### SHORT PROBLEM A
Using the text on Smart Money Concepts, please explain in one to three sentences why smart money creates liquidity pools and traps retail traders.
### SHORT PROBLEM B
In the text on Smart Money Concepts, what counts as a bullish order block?

### SELECTION
*-*-*

Retail traders usually trade based on indicators—RSI, MACD, moving averages—and often enter late or exit early. But institutions (smart money) cannot enter the market with huge volume suddenly. They need liquidity to fill their orders. So smart money:

Creates liquidity pools

Traps retail traders

Pushes price into zones where their orders are waiting

SMC tries to decode this behavior and trade with institutional flow.

The core belief of SMC is:
Price moves from liquidity to liquidity and respects institutional footprints like Order Blocks.

2. What Are Order Blocks?

Order Blocks (OBs) are the final candles where institutional buying or selling took place before a major price move. These candles reflect zones where big players opened positions.

Types of Order Blocks

Bullish Order Block

The last down candle before an impulsive up move (break of structure).

It shows smart money was buying.

Bearish Order Block

The last up candle before an impulsive down move.

It shows smart money was selling.

Why Order Blocks Matter

They represent areas where institutions left unfilled orders.

Price often returns (mitigation) to these areas before continuing in the original direction.

They provide high-probability entry zones with low stop-loss.

Characteristics of a Good Order Block

Strong displacement afterwards (fast, impulsive move)

Break of key market structure

Alignment with liquidity (e.g., sweep before displacement)

Imbalance or Fair Value Gap nearby

Higher timeframe confluence

3. Market Structure in SMC

SMC is heavily based on market structure: identifying the direction of the trend using swing highs and swing lows.

3.1 BOS – Break of Structure

A BOS occurs when price breaks a previous major swing high/low. It confirms trend continuation.

3.2 CHoCH – Change of Character

A CHoCH signals a trend reversal.
Example: In an uptrend, price forms a lower low → CHoCH → possible new downtrend.

Why Structure Matters

Order Blocks are validated only when a BOS or CHoCH occurs after them.
This proves smart money was indeed behind the move.

4. Liquidity in SMC

Liquidity is fuel for price movement. Smart money seeks liquidity to enter and exit positions.

Types of Liquidity

Equal Highs / Equal Lows (Double Tops/Bottoms)

Retail traders place stop orders here → liquidity pools.

Trendline Liquidity

Too-perfect trendlines attract breakout traders.

Buy/Sell Stops

Stops placed above highs or below lows are markets for institutional orders.

Imbalance / FVG Liquidity

Price returns to fill gaps to balance orders.

Liquidity Principle

“Price takes liquidity before reversing.”
This is where Order Blocks come into play—after grabbing liquidity, price mitigates an OB and then continues.

5. Fair Value Gaps (FVG) and Imbalances

An imbalance occurs when price moves so fast that there is insufficient trading between three candles (Candle A, B, C).
These gaps often get filled because smart money needs balanced positions.

FVGs often appear near:

Valid Order Blocks

Breaker Blocks

Mitigation Blocks

When price returns to these gaps, it becomes a high-probability entry.

6. Inducement: Retail Traps Before Real Move

Inducement is a clever liquidity trick used by institutions.

Example:

Price forms a small high near a bigger liquidity zone.

*-*-*

### DATA BLOCK
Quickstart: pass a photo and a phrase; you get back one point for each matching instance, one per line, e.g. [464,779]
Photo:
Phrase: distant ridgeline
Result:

*-*-*

### SOLUTION A
Institutions cannot enter the market with huge volume suddenly, so they need liquidity to fill their orders. To get it, they create liquidity pools, trap retail traders, and push price into zones where their orders are waiting.

### SOLUTION B
The last down candle before an impulsive up move (break of structure).